— BEGIN Information provided —

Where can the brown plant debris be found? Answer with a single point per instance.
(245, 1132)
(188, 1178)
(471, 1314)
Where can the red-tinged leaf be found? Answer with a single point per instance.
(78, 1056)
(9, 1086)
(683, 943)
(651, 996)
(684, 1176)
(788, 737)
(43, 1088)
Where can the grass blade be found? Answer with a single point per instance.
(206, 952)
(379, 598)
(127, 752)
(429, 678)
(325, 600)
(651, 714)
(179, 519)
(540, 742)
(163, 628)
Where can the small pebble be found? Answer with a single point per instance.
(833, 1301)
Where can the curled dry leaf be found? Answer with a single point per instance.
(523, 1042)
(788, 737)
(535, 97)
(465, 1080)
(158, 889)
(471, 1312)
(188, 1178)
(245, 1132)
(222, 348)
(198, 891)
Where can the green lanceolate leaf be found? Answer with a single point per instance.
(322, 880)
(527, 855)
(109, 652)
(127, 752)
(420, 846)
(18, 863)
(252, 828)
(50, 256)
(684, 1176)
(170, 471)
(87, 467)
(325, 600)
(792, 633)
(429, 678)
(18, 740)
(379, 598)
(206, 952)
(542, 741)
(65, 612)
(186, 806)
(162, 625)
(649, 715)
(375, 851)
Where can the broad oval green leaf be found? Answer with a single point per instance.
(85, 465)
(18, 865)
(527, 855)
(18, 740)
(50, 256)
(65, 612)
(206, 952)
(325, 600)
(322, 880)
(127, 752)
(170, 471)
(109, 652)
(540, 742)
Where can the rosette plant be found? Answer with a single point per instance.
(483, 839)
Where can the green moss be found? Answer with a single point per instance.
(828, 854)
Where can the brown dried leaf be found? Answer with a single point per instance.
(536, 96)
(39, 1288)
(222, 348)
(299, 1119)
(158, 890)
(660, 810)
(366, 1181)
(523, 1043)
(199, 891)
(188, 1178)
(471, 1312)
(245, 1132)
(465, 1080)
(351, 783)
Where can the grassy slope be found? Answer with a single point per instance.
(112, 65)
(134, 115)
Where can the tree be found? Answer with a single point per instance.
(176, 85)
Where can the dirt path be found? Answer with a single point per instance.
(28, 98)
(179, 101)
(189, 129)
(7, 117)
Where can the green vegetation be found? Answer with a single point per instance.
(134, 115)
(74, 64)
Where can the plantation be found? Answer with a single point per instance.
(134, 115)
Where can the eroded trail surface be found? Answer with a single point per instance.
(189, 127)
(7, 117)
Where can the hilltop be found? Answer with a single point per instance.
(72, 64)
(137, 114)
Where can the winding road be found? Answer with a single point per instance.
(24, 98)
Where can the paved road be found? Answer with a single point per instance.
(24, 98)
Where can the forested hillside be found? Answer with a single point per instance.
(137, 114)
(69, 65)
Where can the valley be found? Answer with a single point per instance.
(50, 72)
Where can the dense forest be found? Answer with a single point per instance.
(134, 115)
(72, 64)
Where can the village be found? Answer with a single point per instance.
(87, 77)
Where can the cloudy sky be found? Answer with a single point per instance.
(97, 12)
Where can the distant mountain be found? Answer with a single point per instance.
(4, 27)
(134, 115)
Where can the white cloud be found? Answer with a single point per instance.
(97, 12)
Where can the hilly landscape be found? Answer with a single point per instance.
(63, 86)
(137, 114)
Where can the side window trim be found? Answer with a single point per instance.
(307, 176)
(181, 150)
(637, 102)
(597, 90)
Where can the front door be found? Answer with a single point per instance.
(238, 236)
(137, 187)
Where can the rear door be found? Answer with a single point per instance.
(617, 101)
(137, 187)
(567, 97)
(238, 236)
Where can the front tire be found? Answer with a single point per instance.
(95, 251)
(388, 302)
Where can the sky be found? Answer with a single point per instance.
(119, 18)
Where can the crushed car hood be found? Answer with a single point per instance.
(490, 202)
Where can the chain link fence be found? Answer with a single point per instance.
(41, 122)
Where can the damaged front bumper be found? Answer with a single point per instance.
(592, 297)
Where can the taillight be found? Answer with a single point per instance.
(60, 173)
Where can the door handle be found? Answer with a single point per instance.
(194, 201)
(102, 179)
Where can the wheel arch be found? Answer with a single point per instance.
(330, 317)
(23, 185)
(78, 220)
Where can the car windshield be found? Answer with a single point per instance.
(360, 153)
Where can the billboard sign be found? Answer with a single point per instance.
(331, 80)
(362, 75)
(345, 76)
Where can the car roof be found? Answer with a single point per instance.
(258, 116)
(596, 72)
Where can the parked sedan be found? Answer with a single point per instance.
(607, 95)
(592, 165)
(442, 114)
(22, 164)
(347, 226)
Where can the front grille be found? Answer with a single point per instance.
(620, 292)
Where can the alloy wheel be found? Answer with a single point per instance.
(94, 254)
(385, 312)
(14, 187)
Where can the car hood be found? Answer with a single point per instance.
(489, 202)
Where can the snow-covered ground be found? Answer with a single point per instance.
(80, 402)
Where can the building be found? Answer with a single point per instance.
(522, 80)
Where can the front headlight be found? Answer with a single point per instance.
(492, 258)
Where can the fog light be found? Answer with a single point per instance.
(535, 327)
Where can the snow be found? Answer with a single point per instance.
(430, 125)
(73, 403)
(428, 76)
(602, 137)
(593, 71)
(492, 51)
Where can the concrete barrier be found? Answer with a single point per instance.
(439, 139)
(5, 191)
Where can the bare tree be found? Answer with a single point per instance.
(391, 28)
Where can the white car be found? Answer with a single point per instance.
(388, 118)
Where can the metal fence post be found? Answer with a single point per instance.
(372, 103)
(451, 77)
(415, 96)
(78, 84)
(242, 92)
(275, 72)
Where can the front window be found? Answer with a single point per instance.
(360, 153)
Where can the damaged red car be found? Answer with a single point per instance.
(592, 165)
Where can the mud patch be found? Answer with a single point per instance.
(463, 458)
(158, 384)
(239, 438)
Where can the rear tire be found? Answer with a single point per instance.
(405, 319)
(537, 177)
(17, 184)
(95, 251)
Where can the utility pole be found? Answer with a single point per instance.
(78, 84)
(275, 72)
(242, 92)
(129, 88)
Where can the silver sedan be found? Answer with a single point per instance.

— END Information provided —

Written task:
Print all of the items above again, word for word and in the same order.

Solution for this task:
Where can the brown plant debris be found? Answer with a single point per instance.
(245, 1132)
(188, 1178)
(471, 1314)
Where can the red-tinged leaf be found? Answer with a single point per instance.
(78, 1056)
(9, 1086)
(683, 943)
(651, 996)
(684, 1176)
(788, 737)
(43, 1088)
Where can the grass blade be found? Answer with a single point per instance.
(206, 952)
(379, 598)
(127, 752)
(429, 678)
(325, 600)
(651, 714)
(179, 519)
(540, 742)
(163, 628)
Where can the small pebble be found? Answer with a single point per instance.
(833, 1301)
Where can the curled dry leaf be found? Answer with a single point per instance.
(523, 1042)
(788, 737)
(535, 97)
(465, 1080)
(158, 889)
(471, 1312)
(188, 1178)
(245, 1132)
(222, 348)
(198, 891)
Where can the green lanceolate leaf be found? Answer with a single point per instance.
(322, 880)
(527, 855)
(109, 652)
(127, 752)
(420, 846)
(18, 863)
(252, 828)
(50, 256)
(684, 1176)
(170, 471)
(87, 467)
(325, 600)
(792, 633)
(429, 678)
(18, 740)
(379, 598)
(206, 952)
(542, 741)
(65, 612)
(186, 806)
(162, 625)
(649, 715)
(375, 851)
Where can the broad oval green leaf be found? Answer with a single point per instance.
(85, 465)
(18, 865)
(527, 855)
(18, 740)
(50, 256)
(65, 612)
(206, 952)
(325, 600)
(322, 880)
(127, 752)
(170, 471)
(109, 652)
(540, 742)
Where can the rosette plant be found? Answer with a single point per instance.
(483, 839)
Where can the green moss be found? Answer with a single point per instance.
(828, 854)
Where can the brown dried leaf be found? Answer with a single point per instance.
(536, 96)
(39, 1288)
(222, 348)
(299, 1119)
(158, 890)
(660, 810)
(366, 1181)
(523, 1043)
(199, 891)
(188, 1178)
(471, 1312)
(245, 1132)
(465, 1080)
(351, 783)
Where can the grassy slope be found? Answer with a single point per instance.
(112, 65)
(134, 115)
Where can the tree be found? Answer with a single point per instance.
(176, 85)
Where can the dirt path be found? Answer with a single point per instance.
(28, 98)
(179, 101)
(189, 129)
(7, 117)
Where can the green vegetation be found? Answer with a single point per instance.
(134, 115)
(74, 64)
Where can the plantation be found? Answer with a single point per instance.
(134, 115)
Where can the eroded trail surface be found? Answer with a single point per instance.
(189, 127)
(7, 117)
Where can the hilltop be found? Answer with a single point per instance.
(72, 64)
(137, 114)
Where can the winding road be found? Answer with a single point per instance.
(24, 98)
Where can the paved road be found? Answer with a single point per instance.
(24, 98)
Where can the forested hillside be found? Answer with a single point per instance.
(137, 114)
(69, 65)
Where can the valley be found? Answer with a single point per instance.
(50, 72)
Where can the dense forest be found? Answer with a single point per instance.
(134, 115)
(72, 64)
Where can the village be found? Answer with a single point per instance.
(87, 77)
Where can the cloudy sky be found? Answer with a single point per instance.
(97, 12)
Where can the distant mountain be found? Answer with a single point per instance.
(4, 27)
(134, 115)
Where can the white cloud be found? Answer with a single point per instance.
(97, 12)
Where can the hilly landscape be found? Answer with a single point per instance.
(63, 86)
(137, 114)
Where can the side window trim be found? Answer with a single point per instance.
(307, 176)
(181, 150)
(637, 102)
(597, 90)
Where can the front door be found? Answer with a single point per instance.
(238, 236)
(137, 187)
Where can the rear door be found? Answer with a single point per instance.
(617, 101)
(137, 187)
(567, 97)
(238, 236)
Where can the front tire be found? Answer with a single point per instance.
(95, 251)
(388, 302)
Where can the sky be found? Answer with a single point per instance.
(119, 18)
Where can the crushed car hood be found? Answer with a single point per instance.
(490, 202)
Where can the chain link fence be found? Answer with a single point per instance.
(41, 122)
Where can the damaged front bumper be found? Answer with a single point per instance.
(592, 297)
Where can the taillight be found? Answer with a single point per instance.
(60, 173)
Where can the door handle be found? Answer with a single point per instance.
(194, 201)
(102, 179)
Where can the wheel arch be found? Answer with a single point per instance.
(330, 317)
(23, 185)
(78, 220)
Where can the car windshield be found? Answer with a single point per instance.
(360, 153)
Where can the billboard sign be found? Answer with a single point per instance.
(331, 80)
(362, 75)
(345, 76)
Where can the car roof be found? Answer with a single point per instance.
(258, 116)
(596, 72)
Where can the parked sedan be found? Answer with a single point per instance.
(607, 95)
(592, 165)
(442, 114)
(22, 164)
(347, 226)
Where can the front grille be found? Answer with a single point per instance.
(620, 292)
Where can the alloy wheel be found? Answer with a single point per instance.
(94, 254)
(385, 312)
(14, 187)
Where can the car hood be found? Answer with a single point per instance.
(489, 202)
Where can the snow-covered ground be found? Answer with a single point per instance.
(80, 402)
Where can the building be found? Answer with a single point per instance.
(522, 80)
Where can the front headlight be found? Answer with a single point per instance.
(492, 258)
Where can the fog light be found? Answer with a single point per instance.
(535, 327)
Where can the snow be found? Answer with a single point per instance.
(430, 125)
(73, 403)
(428, 76)
(602, 137)
(593, 71)
(492, 51)
Where can the concrete barrier be found? Answer with a single point per instance.
(439, 139)
(5, 191)
Where can the bare tree be found? Answer with a single point per instance.
(391, 28)
Where can the white car be found? Answer with a single point per instance.
(388, 118)
Where can the metal fence post be found? Answer with a single point per instance.
(372, 103)
(451, 77)
(415, 96)
(78, 84)
(242, 92)
(275, 72)
Where can the front window be found? Answer with a single point per instance.
(360, 153)
Where can the damaged red car be found? Answer with a single point per instance.
(592, 165)
Where can the mud patch be found? Answer with a single point per instance.
(463, 458)
(158, 384)
(239, 438)
Where can the rear tire be found? Answer with a single point per instance.
(405, 319)
(537, 177)
(17, 184)
(95, 251)
Where can the utility pole be found? Answer with a single point per instance.
(78, 84)
(275, 72)
(242, 92)
(129, 88)
Where can the silver sedan be found? Answer with a single point per instance.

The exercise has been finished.